**AIM OF THE EXERCISE**
Identify every line of the data that contains the string "tree", matching case exactly, and copy each such line.

--- START GIVEN RECORDS ---

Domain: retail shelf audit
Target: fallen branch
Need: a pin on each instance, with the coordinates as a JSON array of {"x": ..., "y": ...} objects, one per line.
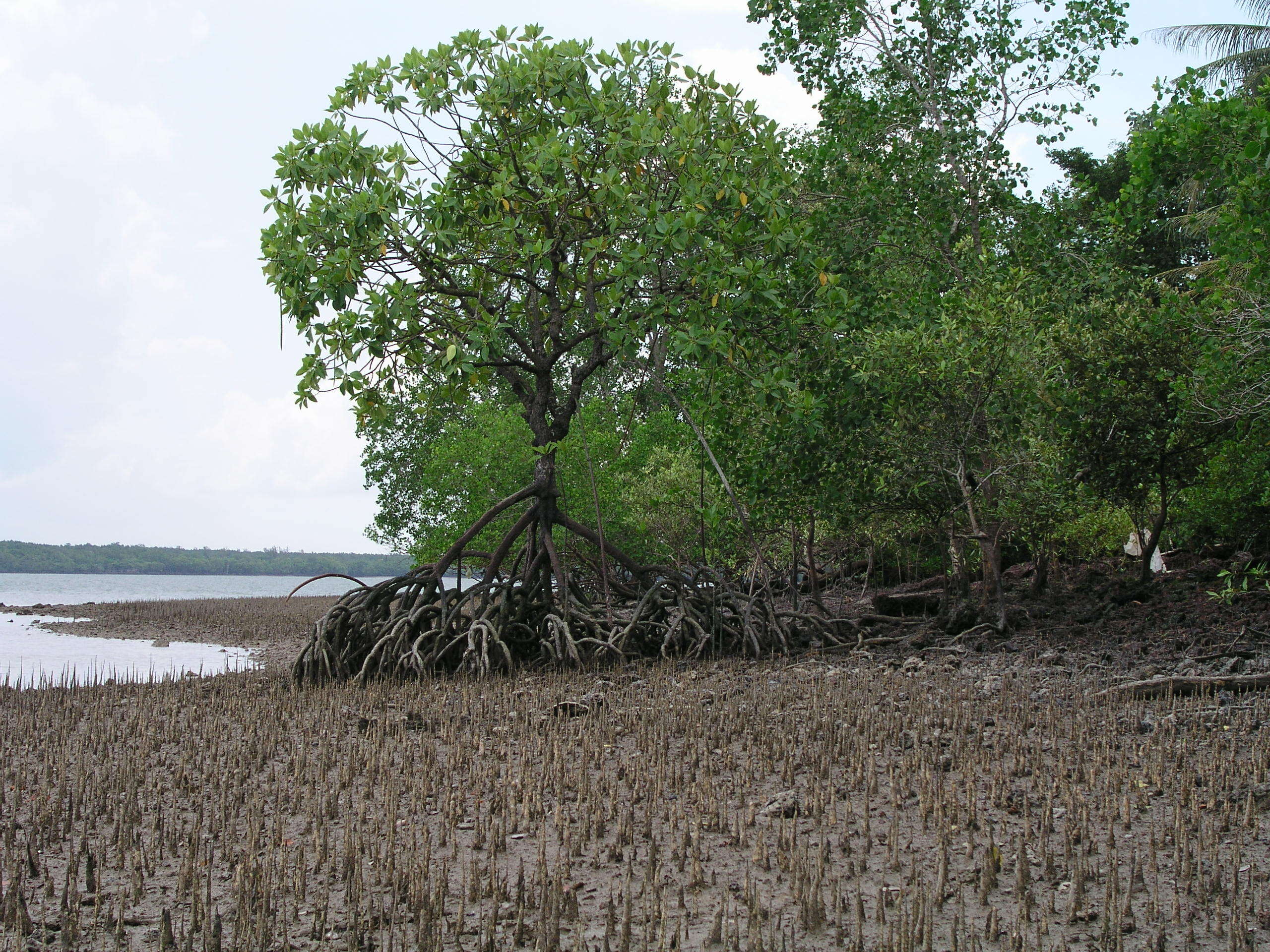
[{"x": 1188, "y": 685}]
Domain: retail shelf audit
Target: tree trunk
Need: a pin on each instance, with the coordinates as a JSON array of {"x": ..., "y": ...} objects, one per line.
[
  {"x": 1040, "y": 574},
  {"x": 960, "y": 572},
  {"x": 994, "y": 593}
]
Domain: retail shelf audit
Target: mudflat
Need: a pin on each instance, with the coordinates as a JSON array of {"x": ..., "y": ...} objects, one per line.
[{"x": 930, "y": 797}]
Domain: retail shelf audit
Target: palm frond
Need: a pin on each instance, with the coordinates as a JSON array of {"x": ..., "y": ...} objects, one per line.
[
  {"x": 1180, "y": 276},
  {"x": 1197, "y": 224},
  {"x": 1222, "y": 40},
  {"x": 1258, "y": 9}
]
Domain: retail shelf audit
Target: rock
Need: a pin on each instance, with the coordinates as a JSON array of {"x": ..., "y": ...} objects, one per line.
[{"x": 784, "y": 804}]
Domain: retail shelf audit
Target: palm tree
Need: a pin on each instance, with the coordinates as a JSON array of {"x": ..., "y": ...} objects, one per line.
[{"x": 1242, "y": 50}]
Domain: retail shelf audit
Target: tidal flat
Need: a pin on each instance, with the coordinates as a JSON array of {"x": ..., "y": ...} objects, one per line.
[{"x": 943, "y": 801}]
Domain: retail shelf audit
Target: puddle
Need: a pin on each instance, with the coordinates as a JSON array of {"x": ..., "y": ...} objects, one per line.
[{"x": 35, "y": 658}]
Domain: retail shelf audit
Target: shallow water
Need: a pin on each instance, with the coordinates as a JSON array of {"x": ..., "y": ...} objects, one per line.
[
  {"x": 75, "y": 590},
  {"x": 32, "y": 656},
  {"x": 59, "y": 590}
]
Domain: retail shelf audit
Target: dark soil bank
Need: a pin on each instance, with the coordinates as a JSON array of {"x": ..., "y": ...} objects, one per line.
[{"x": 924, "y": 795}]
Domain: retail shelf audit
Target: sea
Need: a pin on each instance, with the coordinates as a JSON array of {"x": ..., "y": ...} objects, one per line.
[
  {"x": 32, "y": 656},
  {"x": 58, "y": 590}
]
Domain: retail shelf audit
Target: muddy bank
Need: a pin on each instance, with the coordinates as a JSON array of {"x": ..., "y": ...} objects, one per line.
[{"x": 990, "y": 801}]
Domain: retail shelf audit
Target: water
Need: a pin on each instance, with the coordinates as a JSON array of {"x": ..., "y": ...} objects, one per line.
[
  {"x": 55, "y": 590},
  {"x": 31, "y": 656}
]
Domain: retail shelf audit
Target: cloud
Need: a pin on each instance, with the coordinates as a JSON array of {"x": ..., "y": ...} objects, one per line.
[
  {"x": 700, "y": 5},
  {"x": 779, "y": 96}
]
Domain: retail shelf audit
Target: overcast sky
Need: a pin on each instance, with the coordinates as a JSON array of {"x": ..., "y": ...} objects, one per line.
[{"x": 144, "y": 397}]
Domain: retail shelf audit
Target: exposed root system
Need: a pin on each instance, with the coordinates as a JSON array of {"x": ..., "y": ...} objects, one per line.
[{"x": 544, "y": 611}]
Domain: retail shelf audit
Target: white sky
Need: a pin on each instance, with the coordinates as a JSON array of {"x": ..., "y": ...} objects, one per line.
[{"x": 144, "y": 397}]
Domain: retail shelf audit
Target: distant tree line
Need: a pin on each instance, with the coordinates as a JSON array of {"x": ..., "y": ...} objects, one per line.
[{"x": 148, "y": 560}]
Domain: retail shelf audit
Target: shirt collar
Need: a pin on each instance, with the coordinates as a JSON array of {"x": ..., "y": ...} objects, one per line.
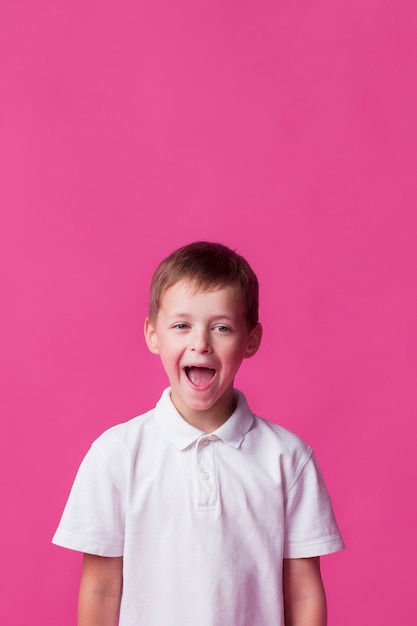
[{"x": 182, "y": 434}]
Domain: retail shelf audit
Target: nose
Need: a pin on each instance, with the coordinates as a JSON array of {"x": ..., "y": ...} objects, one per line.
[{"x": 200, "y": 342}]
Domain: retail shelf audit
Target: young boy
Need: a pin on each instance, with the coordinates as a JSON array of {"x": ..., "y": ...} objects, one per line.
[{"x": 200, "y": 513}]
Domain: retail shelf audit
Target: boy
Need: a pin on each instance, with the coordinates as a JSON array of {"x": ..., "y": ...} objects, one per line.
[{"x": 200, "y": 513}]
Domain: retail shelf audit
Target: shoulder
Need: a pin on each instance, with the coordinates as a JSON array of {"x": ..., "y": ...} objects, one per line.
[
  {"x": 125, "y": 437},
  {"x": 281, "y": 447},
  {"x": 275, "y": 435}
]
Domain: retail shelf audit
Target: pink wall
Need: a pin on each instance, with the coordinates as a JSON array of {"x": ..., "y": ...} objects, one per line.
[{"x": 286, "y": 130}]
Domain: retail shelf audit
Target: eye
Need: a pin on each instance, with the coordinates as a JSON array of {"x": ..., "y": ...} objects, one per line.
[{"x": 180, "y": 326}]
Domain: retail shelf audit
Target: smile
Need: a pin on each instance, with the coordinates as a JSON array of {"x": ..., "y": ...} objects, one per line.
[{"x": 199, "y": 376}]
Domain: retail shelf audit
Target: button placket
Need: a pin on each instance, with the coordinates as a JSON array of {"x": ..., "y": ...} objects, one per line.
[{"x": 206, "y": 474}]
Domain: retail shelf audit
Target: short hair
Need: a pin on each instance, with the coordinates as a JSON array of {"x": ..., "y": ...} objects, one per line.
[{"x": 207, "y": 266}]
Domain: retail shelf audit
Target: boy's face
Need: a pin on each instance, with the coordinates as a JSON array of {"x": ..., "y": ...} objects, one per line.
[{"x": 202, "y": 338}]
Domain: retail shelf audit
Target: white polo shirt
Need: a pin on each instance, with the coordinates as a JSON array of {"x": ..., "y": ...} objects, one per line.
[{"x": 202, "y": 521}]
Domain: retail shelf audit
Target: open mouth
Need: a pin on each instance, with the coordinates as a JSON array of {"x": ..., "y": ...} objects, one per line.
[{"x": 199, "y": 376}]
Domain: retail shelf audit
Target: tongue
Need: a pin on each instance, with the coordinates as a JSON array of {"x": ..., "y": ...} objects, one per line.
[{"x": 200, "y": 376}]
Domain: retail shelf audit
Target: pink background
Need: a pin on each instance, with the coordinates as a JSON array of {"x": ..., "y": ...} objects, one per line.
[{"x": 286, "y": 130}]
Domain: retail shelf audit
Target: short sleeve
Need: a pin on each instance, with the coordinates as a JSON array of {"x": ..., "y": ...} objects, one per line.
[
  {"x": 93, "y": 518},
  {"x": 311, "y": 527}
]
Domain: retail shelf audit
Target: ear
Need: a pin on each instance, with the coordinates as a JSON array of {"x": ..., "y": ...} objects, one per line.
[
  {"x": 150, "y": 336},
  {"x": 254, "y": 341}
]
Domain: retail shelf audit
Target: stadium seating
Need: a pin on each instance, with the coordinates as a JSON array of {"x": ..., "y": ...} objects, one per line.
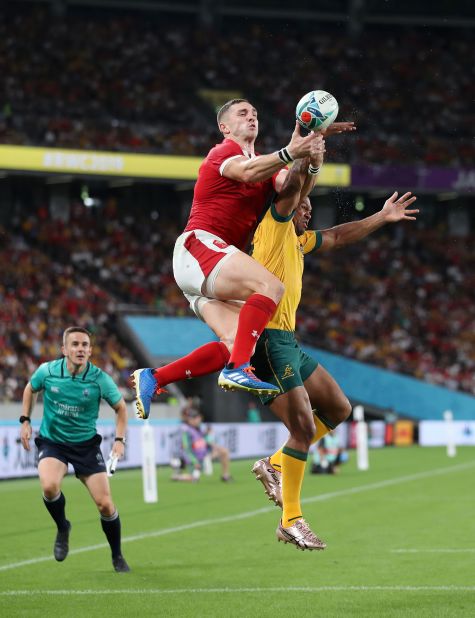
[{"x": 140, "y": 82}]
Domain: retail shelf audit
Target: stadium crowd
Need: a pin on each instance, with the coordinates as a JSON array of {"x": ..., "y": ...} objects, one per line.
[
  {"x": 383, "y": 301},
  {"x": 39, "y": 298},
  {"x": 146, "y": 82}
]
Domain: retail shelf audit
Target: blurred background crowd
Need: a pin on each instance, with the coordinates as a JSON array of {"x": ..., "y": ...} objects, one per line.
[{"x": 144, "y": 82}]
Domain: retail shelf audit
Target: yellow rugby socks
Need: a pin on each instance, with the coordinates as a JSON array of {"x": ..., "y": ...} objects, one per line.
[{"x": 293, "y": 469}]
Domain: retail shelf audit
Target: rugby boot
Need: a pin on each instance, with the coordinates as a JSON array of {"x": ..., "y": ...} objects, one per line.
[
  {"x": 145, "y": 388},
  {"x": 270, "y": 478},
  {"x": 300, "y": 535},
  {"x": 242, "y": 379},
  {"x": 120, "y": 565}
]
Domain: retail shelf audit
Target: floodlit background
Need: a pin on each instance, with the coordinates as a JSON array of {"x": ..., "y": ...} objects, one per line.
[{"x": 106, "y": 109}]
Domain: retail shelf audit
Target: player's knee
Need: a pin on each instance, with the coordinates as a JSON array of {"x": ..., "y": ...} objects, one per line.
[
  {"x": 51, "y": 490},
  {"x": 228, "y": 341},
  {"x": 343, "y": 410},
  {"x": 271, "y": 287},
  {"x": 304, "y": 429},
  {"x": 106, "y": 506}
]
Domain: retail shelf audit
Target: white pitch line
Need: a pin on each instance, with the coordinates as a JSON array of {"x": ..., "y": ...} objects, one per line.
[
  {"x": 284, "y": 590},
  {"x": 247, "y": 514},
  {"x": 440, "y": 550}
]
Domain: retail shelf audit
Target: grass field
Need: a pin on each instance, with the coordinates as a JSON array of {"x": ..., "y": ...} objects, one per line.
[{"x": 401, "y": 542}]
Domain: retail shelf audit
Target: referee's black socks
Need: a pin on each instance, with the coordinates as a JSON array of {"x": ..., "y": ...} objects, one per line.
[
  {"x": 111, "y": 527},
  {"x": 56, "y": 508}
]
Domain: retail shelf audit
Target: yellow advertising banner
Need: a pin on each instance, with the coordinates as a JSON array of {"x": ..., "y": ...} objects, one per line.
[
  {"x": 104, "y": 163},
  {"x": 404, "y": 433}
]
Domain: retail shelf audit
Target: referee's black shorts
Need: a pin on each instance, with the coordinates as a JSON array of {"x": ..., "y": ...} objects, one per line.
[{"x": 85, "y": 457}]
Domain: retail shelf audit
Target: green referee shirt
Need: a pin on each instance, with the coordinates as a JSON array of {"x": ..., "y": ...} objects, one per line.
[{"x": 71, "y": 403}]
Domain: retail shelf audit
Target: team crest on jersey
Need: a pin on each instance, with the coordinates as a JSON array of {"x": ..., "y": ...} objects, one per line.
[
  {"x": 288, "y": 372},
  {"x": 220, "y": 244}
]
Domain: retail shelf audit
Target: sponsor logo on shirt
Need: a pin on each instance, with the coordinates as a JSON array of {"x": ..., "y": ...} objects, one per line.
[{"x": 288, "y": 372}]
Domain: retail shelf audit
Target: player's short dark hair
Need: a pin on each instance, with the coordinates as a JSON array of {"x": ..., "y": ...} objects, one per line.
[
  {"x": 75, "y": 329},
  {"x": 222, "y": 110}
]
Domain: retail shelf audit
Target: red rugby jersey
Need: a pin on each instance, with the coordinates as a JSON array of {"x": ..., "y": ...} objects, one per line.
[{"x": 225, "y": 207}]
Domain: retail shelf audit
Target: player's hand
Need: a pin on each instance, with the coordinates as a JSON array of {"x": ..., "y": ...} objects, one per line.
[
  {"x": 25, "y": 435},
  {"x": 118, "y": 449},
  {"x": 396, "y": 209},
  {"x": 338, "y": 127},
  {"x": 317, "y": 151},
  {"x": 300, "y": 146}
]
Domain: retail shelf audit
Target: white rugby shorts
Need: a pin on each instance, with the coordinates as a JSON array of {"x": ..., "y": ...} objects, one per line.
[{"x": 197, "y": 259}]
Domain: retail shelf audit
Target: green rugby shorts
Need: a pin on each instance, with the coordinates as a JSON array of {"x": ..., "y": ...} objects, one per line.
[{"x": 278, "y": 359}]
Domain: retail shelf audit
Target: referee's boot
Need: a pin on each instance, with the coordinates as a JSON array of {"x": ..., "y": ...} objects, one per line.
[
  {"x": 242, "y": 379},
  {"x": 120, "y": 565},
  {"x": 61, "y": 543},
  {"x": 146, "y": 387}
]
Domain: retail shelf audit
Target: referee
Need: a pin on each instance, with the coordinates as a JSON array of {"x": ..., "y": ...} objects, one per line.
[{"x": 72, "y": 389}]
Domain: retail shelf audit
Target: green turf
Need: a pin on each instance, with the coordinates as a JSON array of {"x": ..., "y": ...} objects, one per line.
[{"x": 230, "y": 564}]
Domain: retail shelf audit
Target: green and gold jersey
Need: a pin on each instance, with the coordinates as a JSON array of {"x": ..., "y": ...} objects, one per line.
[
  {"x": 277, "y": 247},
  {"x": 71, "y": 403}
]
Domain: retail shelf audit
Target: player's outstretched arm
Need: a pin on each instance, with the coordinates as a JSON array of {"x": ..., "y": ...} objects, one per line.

--- END GIVEN RECORDS ---

**WRITTEN ANSWER**
Target: tree trunk
Target: palm tree
Target: distant tree line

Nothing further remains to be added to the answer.